* Supplied passage
>>>

What have they done to me now?
Once a valley lashed with green paddy fields is now torn down.
They have emptied away the mirth in me, have abused me, mutilated my pride and happiness with this thing called urbanization. Urbanization, how loathsome is the process!
I used to greet the people entering the city with the lush green paddy fields. People used to plunge inside me with their peasant foot at this time of the year and reap the fruits of success later on in autumn with lots of merry making.
In the fall, when I was dry, children returning from school used to jump on me and sometimes they used to roll over me, that feeling of being able to give them a place of playground made me joyous. Cows, bulls, goats used to graze on me, on the fruits I used to bear. I could cater to the humans needs, be it to the school going kids or to the adults or to the cattle. A purpose-driven life I used to have then. How I miss that now, sigh!
Why does urbanization have to be unkind? Why?
I am deprived of the green paddy fields now. Instead huge concrete buildings have overtaken and been constructed on me. When the foundation was laid upon me for their buildings, it sucked the blood out of me.
Boy, monstrous bull dozers started razing upon me. It was too painful. My neighbor screamed in pain when the monster came razing upon us, who would hear us? No one, our screams vanished among the loud rumble and screech of the monster and left us helpless. A huge truck runs over and splashes a poodle of dirt making me messier than ever. Day and night, people in yellow helmets terrorize us and start hitting from the top, there is chaos everywhere, I can’t take rest nor go to sleep. My eyes have been hollow from the less sleep I have had since this thing called urbanization plundered us.
Every morning, I hate to be an audience to the angry office-goers. They come stamping on me, marring my beauty sleep, waking me up to loud curses. Every one of them curses me. Curse me for being muddy in the summer and dusty in the winter. If it rains then the matter becomes worse. I hate to see their frowning faces. At least the old ones are patient and tread on me carefully minding their feet, in case they slip over me. I can’t help but be a sincere spectator to the people crossing by. I pray for the rain not to pour down in the morning especially so that the people go to their workplace happy.
When the sun shines, I become less muddy and I see smiles on peoples’ face and they cross by happily. When it rains, I just cannot imagine. Women cannot go about me in their pretty sleek heels, their heels dig deep inside me. Oh how it hurts! Their feet and dress becomes sore with the mud and people go on cursing and cursing. Looks like I have not done enough karma in my previous life to be cursed every minute this life.
Who is responsible for things to be normal again? People themselves I believe. Had I been left as I was I would be a lot happier, people would have been less troubled. And I would not have been cursed as I am. And now I curse you, O urbanization!

<<<

* Provided material
>>>

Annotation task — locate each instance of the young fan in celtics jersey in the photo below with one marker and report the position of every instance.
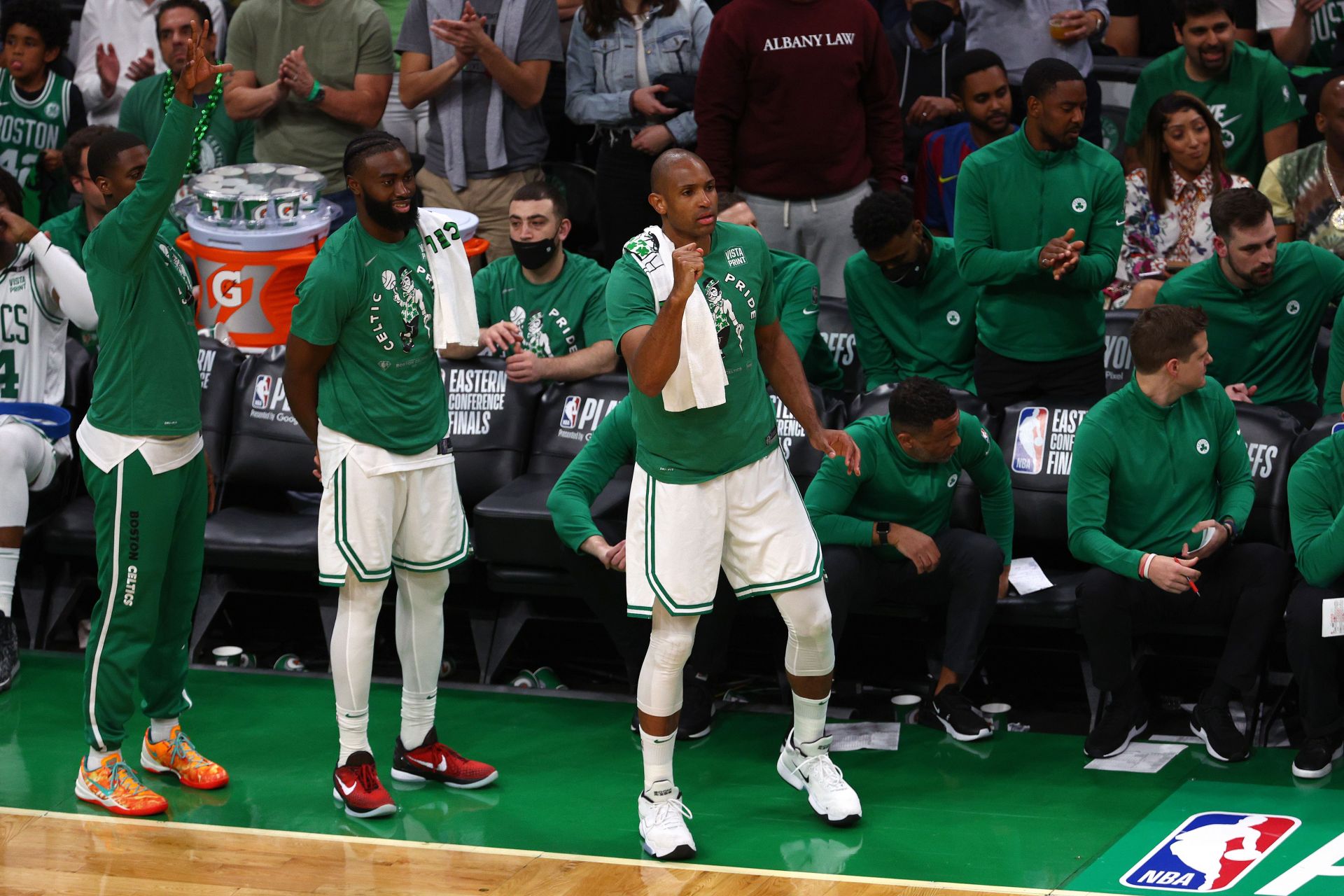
(38, 108)
(377, 409)
(542, 308)
(711, 486)
(41, 288)
(144, 465)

<<<

* Work instruction 1
From the urbanization passage, copy the section starting with "I am deprived" and going on through "urbanization plundered us.".
* Work instruction 2
In two sentences, summarize the urbanization passage.
* Work instruction 3
Answer these questions from the urbanization passage:
(a) In which season did people reap the fruits of the paddy fields?
(b) What color are the helmets of the people who terrorize the land day and night?
(c) What do the office-goers curse the land for being in the summer and in the winter?

* Exercise solution 1
I am deprived of the green paddy fields now. Instead huge concrete buildings have overtaken and been constructed on me. When the foundation was laid upon me for their buildings, it sucked the blood out of me.
Boy, monstrous bull dozers started razing upon me. It was too painful. My neighbor screamed in pain when the monster came razing upon us, who would hear us? No one, our screams vanished among the loud rumble and screech of the monster and left us helpless. A huge truck runs over and splashes a poodle of dirt making me messier than ever. Day and night, people in yellow helmets terrorize us and start hitting from the top, there is chaos everywhere, I can’t take rest nor go to sleep. My eyes have been hollow from the less sleep I have had since this thing called urbanization plundered us.

* Exercise solution 2
The land that narrates the passage was once a valley of green paddy fields where people farmed, children played, and cattle grazed, but bulldozers and construction have replaced the fields with concrete buildings. Now office-goers curse it for being muddy or dusty, and it believes people themselves are responsible as it curses urbanization in turn.

* Exercise solution 3
(a) Autumn.
(b) Yellow.
(c) Muddy in the summer and dusty in the winter.